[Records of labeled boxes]
* start *
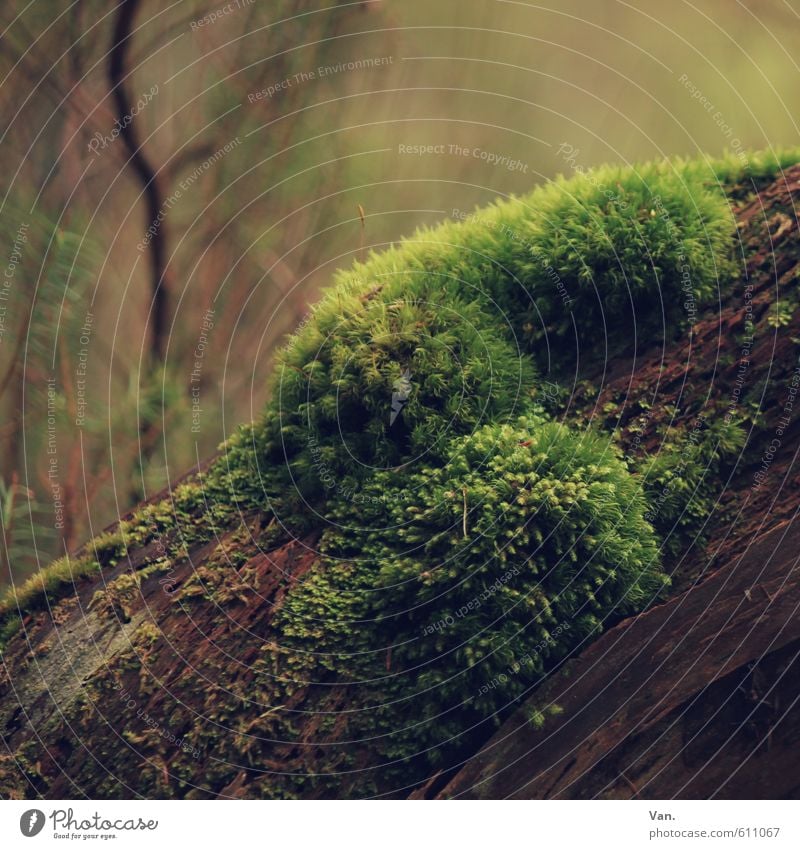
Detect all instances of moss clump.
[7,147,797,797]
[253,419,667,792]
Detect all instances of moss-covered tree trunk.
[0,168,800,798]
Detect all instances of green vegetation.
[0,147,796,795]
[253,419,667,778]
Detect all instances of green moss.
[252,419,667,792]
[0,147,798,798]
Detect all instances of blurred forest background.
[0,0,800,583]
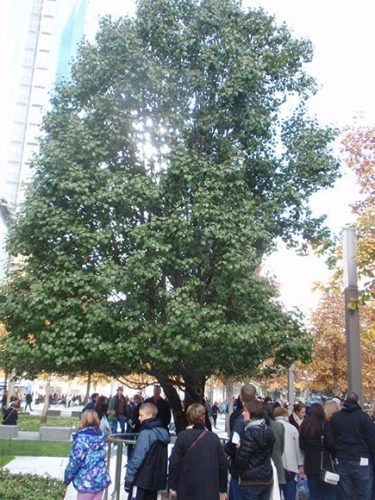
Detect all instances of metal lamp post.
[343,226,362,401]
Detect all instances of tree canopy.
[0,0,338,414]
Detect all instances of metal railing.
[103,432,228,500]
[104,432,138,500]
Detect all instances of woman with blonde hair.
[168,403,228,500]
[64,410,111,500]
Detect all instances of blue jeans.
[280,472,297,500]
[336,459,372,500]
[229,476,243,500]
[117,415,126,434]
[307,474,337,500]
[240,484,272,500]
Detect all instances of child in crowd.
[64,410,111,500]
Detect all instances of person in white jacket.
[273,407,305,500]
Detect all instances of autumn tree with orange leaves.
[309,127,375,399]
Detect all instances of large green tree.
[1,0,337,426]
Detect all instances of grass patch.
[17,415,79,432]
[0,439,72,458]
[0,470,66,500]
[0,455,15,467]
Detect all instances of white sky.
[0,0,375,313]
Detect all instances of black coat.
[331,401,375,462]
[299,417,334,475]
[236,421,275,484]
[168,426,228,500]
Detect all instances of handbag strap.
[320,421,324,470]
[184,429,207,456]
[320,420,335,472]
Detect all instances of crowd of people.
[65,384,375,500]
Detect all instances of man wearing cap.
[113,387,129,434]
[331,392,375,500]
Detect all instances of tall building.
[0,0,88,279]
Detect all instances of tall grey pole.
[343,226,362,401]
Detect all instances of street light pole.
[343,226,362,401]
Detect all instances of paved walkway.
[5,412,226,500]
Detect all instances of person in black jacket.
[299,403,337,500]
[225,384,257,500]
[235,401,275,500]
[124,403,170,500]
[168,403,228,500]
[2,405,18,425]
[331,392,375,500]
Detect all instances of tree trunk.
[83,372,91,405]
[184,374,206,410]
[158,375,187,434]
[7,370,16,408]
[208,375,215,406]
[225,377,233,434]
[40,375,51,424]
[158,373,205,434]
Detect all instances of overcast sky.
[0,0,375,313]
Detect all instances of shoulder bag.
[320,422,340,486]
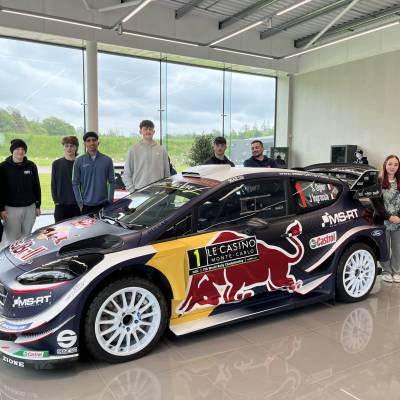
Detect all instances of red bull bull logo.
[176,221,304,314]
* end *
JOB
Which lines of the material contain the string "with"? Pull out each of them, and treat uppercase and lowercase letters as distinct.

EXPECTED ANSWER
Detect all instances of woman with blonde hair.
Detect all instances of autumn tree with orange leaves.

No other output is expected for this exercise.